*** Begin section ***
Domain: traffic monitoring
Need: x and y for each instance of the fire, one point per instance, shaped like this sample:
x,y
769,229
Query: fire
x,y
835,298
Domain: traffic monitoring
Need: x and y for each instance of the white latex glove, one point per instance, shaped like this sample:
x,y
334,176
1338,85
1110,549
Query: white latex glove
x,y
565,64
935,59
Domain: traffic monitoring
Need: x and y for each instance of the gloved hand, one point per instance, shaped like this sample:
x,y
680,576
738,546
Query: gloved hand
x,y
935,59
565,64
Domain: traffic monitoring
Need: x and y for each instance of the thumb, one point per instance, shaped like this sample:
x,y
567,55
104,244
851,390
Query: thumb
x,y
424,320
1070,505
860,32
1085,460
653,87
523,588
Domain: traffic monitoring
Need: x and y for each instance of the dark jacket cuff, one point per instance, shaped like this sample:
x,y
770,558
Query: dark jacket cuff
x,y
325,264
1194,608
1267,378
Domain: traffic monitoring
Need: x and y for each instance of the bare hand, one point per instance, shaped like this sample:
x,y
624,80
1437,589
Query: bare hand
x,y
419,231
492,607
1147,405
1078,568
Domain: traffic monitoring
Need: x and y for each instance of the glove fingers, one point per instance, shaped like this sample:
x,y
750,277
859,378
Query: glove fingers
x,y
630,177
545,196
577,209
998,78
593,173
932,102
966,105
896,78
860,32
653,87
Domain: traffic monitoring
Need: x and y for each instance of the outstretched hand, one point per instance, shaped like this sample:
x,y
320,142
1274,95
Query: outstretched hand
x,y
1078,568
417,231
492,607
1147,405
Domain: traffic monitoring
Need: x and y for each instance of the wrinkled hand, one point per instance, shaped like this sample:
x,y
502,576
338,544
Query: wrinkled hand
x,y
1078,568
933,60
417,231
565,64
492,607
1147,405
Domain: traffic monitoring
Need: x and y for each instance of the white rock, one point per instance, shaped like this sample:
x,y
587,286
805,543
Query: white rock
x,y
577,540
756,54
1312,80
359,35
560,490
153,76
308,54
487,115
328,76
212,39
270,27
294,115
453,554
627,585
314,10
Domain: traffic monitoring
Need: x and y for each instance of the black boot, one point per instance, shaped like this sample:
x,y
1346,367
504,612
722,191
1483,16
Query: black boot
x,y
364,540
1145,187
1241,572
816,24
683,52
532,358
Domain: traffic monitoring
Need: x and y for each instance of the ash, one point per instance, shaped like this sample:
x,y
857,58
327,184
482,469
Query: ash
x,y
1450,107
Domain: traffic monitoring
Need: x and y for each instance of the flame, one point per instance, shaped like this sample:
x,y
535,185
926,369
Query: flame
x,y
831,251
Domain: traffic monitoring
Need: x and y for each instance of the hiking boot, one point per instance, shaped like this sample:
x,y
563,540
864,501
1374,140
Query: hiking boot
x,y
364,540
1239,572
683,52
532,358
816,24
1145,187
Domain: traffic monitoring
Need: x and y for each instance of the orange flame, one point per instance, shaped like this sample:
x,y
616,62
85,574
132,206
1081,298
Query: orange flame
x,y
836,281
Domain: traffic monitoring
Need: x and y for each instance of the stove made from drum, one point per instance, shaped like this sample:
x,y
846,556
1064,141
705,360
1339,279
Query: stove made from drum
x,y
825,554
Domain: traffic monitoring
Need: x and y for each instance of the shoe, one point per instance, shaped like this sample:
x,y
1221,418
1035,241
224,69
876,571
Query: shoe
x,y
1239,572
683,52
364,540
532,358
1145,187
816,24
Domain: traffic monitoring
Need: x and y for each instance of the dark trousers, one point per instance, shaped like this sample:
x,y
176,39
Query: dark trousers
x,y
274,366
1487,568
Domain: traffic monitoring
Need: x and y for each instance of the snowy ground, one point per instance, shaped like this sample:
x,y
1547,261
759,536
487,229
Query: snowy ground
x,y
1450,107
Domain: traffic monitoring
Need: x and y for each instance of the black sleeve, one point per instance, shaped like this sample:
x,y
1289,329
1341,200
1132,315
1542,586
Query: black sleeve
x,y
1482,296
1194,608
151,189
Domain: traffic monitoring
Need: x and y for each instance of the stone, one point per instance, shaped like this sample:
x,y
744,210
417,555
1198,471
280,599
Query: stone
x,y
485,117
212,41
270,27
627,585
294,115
*** End section ***
**Exercise instructions**
Write out all the data again, exactly as it appears.

**Expected answer**
Domain: traffic monitoring
Need: x and y for each instance of the fire, one point per instance, shaped like this sample:
x,y
769,229
Query: fire
x,y
835,298
Domain: traffic monitoring
Need: x and y for each instance of the white latex glove, one point per instance, shaped like this sample:
x,y
334,176
1338,85
1110,549
Query: white latex glove
x,y
565,64
935,59
Domain: traffic monitoring
Need: x and y for each instance of the gloved hand, one point per instance, shaped like this sample:
x,y
680,576
738,546
Query: gloved hand
x,y
935,59
565,64
Domain: traffic monitoring
Need: x and y for each instance of the thumb, one point per instance, shaped like this sample:
x,y
567,55
104,244
851,390
Query: thumb
x,y
424,320
1070,505
860,32
1085,460
653,87
523,588
Domain: traffic monitoring
Need: x and y for each instance of the dark jacket cuff, one point per instance, shaped like this sample:
x,y
770,558
Query: dark jacket cuff
x,y
325,264
1194,608
1267,378
Domain: traffic monitoring
Need: x and y for each instance of the bare hand, one point per instance, shaped like this sample:
x,y
624,80
1437,589
Query: bare hand
x,y
419,231
492,607
1147,405
1078,568
Domain: traffic monitoring
Need: x and y for each instance of the glove fingers, one point per instance, shaped like this sample:
x,y
750,277
859,378
Query: glove fingers
x,y
630,177
545,196
577,209
998,78
593,173
932,102
966,105
896,78
860,32
653,87
Domain: traffic monitoring
Need: x and y for each instance of the outstretched hand, one point per instance, shaped like this sample:
x,y
320,142
1274,95
Query: outstretched hand
x,y
1078,568
417,231
492,607
1147,405
Domain: traffic monitoring
Need: x and y for each instance of the wrinkled hand, one point per instance, shaped like this sample:
x,y
502,576
338,544
Query: wrinkled hand
x,y
1078,568
933,60
417,231
565,64
492,607
1147,405
Domain: traffic monitoring
Need: x and y for each instance of the white rock, one point per instance, shaped like this sample:
x,y
587,286
805,543
Query: white rock
x,y
577,540
756,54
1312,80
359,35
560,490
153,76
308,54
487,115
328,76
212,39
270,27
294,115
453,554
627,585
314,10
Domain: traffic monitoring
Need: x and y for each instance of the black boot, one point per instance, shaped like this sample:
x,y
1346,367
504,612
722,191
1483,16
Query: black boot
x,y
364,540
1145,187
1241,572
816,24
683,52
532,358
Domain: traffic monitoring
Need: x and y for each instance of the ash, one point per instance, shaped like this sample:
x,y
857,58
327,184
482,469
Query: ash
x,y
1450,107
Domain: traffic monitoring
Need: x and y for each instance of the flame, one point per instance, shaped like this sample:
x,y
535,185
926,369
Query: flame
x,y
831,251
Domain: traffic monitoring
Need: x and y for each instance of the hiking boot, one point per instance, shaped like this sample:
x,y
563,540
864,501
1374,140
Query: hiking boot
x,y
364,540
1239,572
683,52
532,358
816,24
1145,187
Domain: traffic monitoring
Need: x and y for each instance of the orange flame, one point per instance, shaped like this sample:
x,y
616,62
85,574
132,206
1081,298
Query: orange flame
x,y
836,281
Domain: traffic monitoring
Need: x and y for each instance of the stove made from drum, one point per instance, shaped like this sample:
x,y
846,556
1064,141
705,360
1339,279
Query: stove made from drum
x,y
825,554
Domain: traffic monitoring
Need: x and y for each instance of the shoe, one point per instance, shaped like this sample:
x,y
1221,418
1035,241
224,69
876,571
Query: shoe
x,y
1239,572
683,52
364,540
532,358
1145,187
816,24
Domain: traffic monitoring
Need: x and y for each instance of the dark trousers, one point per instance, shaped like this sample:
x,y
176,39
Query: dark trousers
x,y
274,366
1487,568
Domain: traffic monitoring
Need: x and y for each instance of the snowy ground, one point per instance, shaped like this sample:
x,y
1547,261
759,536
487,229
Query: snowy ground
x,y
1450,107
Domain: traffic monitoring
Need: x and y for each instance of the black sleeve, one point per instance, shaped like this sample:
x,y
1289,329
1341,200
1132,315
1542,586
Query: black sleeve
x,y
1482,296
1194,608
151,189
Domain: traffic monitoring
Need: x and y for each instance of the stone, one point per instance, shaped like this sample:
x,y
744,210
417,555
1198,471
280,599
Query: stone
x,y
485,117
212,41
270,27
627,585
294,115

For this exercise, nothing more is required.